**STATED TASK**
Repeat everything in the material below, from the line containing "Locate the glowing" down through the line containing "Locate the curly", copying both of those lines too.

**Excerpts of location labeling material**
-------
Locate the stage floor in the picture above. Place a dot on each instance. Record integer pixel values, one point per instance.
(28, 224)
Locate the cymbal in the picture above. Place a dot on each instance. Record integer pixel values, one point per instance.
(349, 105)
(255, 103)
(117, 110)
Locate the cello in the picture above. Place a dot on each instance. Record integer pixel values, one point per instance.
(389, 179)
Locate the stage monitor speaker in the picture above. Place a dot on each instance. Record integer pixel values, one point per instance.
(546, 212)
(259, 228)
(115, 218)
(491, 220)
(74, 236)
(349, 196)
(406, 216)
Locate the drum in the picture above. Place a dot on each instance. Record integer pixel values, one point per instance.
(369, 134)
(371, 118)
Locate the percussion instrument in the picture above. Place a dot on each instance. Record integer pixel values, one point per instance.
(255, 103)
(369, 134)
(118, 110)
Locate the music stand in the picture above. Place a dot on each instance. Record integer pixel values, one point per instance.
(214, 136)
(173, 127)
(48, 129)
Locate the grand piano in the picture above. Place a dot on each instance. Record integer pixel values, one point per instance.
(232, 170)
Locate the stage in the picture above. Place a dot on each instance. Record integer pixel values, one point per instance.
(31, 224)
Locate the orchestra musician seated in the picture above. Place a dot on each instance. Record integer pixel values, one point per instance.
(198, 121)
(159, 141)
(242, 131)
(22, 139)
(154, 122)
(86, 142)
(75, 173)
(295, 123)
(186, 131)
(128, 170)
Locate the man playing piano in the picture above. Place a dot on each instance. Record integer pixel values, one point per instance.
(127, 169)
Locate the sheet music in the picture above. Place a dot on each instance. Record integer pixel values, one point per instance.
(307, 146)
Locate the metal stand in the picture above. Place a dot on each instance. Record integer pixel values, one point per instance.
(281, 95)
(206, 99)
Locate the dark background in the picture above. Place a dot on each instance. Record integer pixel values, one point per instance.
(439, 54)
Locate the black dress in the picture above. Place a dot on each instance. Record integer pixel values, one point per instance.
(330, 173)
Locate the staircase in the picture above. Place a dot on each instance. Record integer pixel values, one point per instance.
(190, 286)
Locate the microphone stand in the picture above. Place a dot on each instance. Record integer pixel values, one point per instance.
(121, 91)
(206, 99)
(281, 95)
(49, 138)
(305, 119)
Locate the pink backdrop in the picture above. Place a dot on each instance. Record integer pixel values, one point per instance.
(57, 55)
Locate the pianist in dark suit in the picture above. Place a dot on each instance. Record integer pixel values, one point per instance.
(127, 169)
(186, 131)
-------
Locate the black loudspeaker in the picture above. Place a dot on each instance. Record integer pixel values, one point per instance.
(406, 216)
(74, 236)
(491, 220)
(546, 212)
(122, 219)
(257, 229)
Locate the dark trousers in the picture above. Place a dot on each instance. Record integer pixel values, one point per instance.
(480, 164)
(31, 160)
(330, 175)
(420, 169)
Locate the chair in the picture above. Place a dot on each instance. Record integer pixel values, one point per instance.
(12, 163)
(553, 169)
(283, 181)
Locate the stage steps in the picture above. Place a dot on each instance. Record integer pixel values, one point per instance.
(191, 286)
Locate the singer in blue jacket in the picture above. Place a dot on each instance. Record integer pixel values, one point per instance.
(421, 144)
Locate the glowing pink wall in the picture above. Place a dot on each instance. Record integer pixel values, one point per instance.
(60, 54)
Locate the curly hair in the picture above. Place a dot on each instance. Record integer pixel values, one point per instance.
-------
**TASK RESPONSE**
Locate the glowing pink wall in the picture above. Place a dot on each instance. Record integer pixel values, one point per instance.
(60, 54)
Locate the curly hair in the picture above. Place a dot on each instance. Record integer pixel values, one point per instance.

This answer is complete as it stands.